*Written task*:
From the listing below, pull out every line containing the word "separated" and copy each one in full.

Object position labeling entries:
⟨

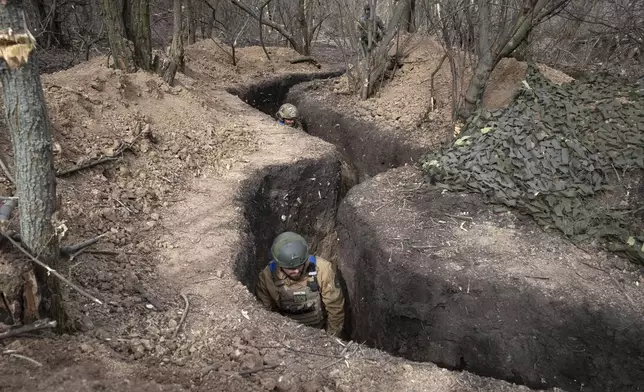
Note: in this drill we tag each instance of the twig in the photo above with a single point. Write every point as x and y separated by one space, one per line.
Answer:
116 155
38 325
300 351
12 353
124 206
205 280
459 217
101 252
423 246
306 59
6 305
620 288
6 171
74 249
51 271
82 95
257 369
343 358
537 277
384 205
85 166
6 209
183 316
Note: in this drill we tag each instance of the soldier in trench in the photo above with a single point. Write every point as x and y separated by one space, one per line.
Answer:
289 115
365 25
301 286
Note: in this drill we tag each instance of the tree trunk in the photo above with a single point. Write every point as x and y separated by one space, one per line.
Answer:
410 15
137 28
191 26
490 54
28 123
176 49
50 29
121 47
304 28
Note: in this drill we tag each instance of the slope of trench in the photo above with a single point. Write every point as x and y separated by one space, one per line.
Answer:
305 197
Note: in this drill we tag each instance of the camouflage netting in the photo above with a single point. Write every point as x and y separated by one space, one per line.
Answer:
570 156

⟩
⟨

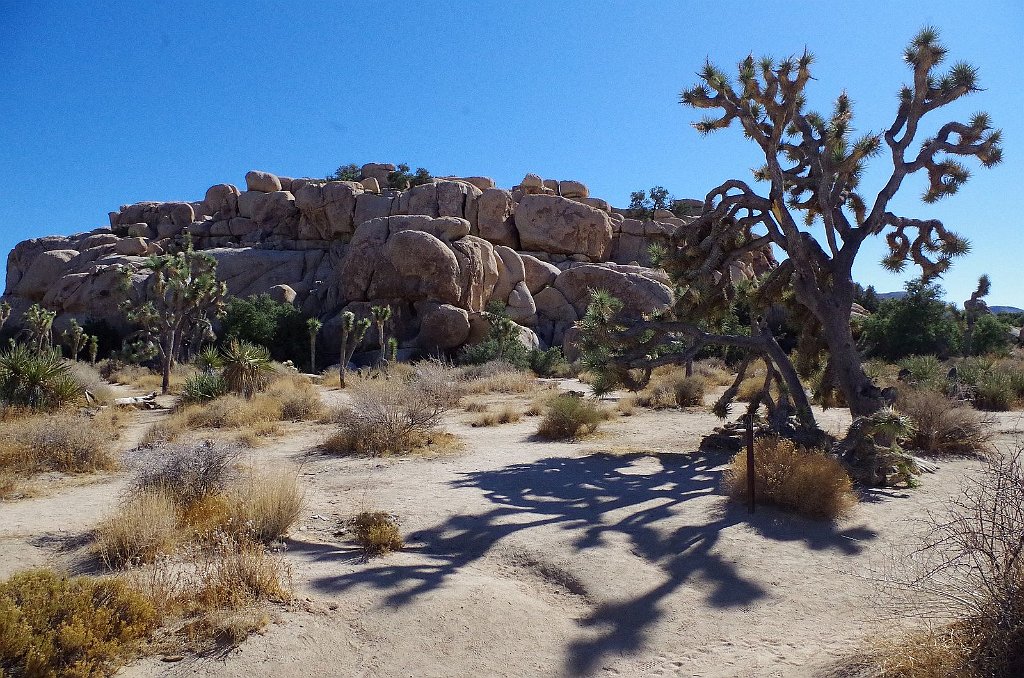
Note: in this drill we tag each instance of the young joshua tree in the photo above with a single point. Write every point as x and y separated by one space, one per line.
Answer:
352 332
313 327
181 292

⟩

*Completed exercise*:
Note: in this drill we tag each instance of the twig in the photo above with a single point. Write every point as x and y separated by one space, one per line.
Note: in this drill we tag each instance of the soldier in trench in the photo above with a single point. Write every point as x and y separated by one space, one per line.
Note: in this drill we tag each instance of the tree trunk in the photo above with a single point. Write every point as x and y separated by one space, one per line.
Note: in this drill we tag each instance of the slope of trench in the photo above with a single point. Write every point as x and y separated by one space, one per line.
Note: in this drill we tag each instance of the camouflage netting in the photo above with a single point. Write every point as x and y separated by one space, one per line.
Note: in this drill we tag each instance of the young joshua tree in the photo above with a single point. Write every point as x and y separated by one space, one per line.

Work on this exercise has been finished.